- **Text segment**:
╔══

= Yield to maturity =

Rate of return of an investment

The yield to maturity (YTM), book yield or redemption yield of a fixed-interest security is an estimate of the total rate of return anticipated to be earned by an investor who buys it at a given market price, holds it to maturity, and receives all interest payments and the capital redemption on schedule.

It is the theoretical internal rate of return, or the overall interest rate, of a bond — the discount rate at which the present value of all future cash flows from the bond is equal to the current price of the bond. The YTM is often given in terms of annual percentage rate (APR), but more often market convention is followed. In a number of major markets, the convention is to quote annualized yields with semi-annual compounding.

==Main assumptions==

The YTM calculation formulates certain stability conditions of the security, its owner, and the market going forward:
- The owner holds the security to maturity.
- The issuer makes all interest and principal payments on time and in full.
- The owner reinvests all interest payments rather than spending them, to gain the benefit of compounded returns.
- The market provides consistent reinvestment opportunity at the YTM rate throughout the future, with no cost to transact.

╚══

- **Records for this task**:
╔══

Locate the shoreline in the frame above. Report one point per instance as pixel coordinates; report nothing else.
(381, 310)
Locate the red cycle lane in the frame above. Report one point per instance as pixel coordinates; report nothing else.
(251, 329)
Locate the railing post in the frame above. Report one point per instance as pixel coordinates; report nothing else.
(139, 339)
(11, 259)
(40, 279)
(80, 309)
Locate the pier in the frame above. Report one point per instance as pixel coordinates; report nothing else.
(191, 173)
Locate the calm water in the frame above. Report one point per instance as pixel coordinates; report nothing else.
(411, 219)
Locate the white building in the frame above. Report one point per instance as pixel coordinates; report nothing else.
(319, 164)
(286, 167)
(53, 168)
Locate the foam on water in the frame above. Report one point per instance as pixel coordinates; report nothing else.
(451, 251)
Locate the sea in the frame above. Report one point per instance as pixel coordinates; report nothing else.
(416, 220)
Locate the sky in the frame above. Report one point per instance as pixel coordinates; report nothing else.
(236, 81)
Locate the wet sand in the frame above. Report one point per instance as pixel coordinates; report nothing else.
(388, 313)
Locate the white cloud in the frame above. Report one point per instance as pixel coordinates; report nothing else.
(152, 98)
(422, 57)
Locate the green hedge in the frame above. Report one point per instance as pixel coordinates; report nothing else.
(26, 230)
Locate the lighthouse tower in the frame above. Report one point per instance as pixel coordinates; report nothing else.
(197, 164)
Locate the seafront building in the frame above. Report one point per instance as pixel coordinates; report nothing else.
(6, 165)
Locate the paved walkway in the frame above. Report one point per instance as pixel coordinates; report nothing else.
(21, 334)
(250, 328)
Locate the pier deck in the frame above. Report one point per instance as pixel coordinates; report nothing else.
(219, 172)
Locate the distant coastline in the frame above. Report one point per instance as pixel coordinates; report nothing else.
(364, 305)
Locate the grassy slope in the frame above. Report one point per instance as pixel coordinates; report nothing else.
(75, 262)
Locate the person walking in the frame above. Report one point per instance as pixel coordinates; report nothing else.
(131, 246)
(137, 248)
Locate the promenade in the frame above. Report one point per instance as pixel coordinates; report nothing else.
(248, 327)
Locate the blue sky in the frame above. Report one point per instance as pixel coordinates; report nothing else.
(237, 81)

╚══

- **Directives**:
(1) In the rows from the line with "Locate the paved" through the end of the rows, switch "frame" to "image" and leave everything else unchanged. Give back only those lines.
(2) Proceed with the text on yield to maturity from the point where it stops.

- **Task-by-task answers**:
(1)
Locate the paved walkway in the image above. Report one point per instance as pixel coordinates; report nothing else.
(21, 334)
(250, 328)
Locate the pier deck in the image above. Report one point per instance as pixel coordinates; report nothing else.
(219, 172)
Locate the distant coastline in the image above. Report one point per instance as pixel coordinates; report nothing else.
(364, 305)
Locate the grassy slope in the image above. Report one point per instance as pixel coordinates; report nothing else.
(75, 262)
Locate the person walking in the image above. Report one point per instance as pixel coordinates; report nothing else.
(131, 246)
(137, 248)
Locate the promenade in the image above. Report one point per instance as pixel coordinates; report nothing else.
(248, 327)
Locate the blue sky in the image above. Report one point per instance as pixel coordinates; report nothing else.
(237, 81)

(2)
The YTM calculation accounts for the effect of the current market price on the yield going forward, but omits the possible effects of contingent events. Hence it is not an expected, or risk-adjusted rate. The YTM will be realized only if the above assumptions are met, and factors such as default risk or reinvestment risk do not occur. The total return realized at maturity is likely to differ from the YTM calculated at the time of purchase, perhaps considerably.

In practice, the rates that will actually be earned on reinvested interest payments are a critical component of a bond's investment return. Yet they are unknown at the time of purchase. The owner takes on reinvestment risk, which is the possibility that the future reinvestment rates will differ from the yield to maturity at the time the security is purchased. Reinvestment is not a factor for buyers, who intend to spend rather than reinvest the coupon payments, such as those practicing asset/liability matching strategies.

Some literature claims that earning the yield to maturity does not require the investor reinvest the coupon payments, and that assuming reinvestment is a common mistake in financial literature.

== Taxes and transaction costs ==
The yield is usually quoted without making any allowance for tax paid by the investor on the return, and is then known as "gross redemption yield". It also does not make any allowance for the dealing costs incurred by the purchaser (or seller).

==Coupon rate vs. YTM and parity==
- If a bond's coupon rate is less than its YTM, then the bond is selling at a discount.
- If a bond's coupon rate is more than its YTM, then the bond is selling at a premium.
- If a bond's coupon rate is equal to its YTM, then the bond is selling at par.

==Variants of yield to maturity==

As some bonds have different characteristics, there are some variants of YTM:
- Yield to call (YTC): when a bond is callable (can be repurchased by the issuer at pre-determined date before the maturity), the market looks also to the Yield to call, which is the same calculation of the YTM, but assumes that the bond will be called, so the cashflow is shortened.
- Yield to put (YTP): same as yield to call, but when the bond holder has the option to sell the bond back to the issuer at a fixed price on specified date.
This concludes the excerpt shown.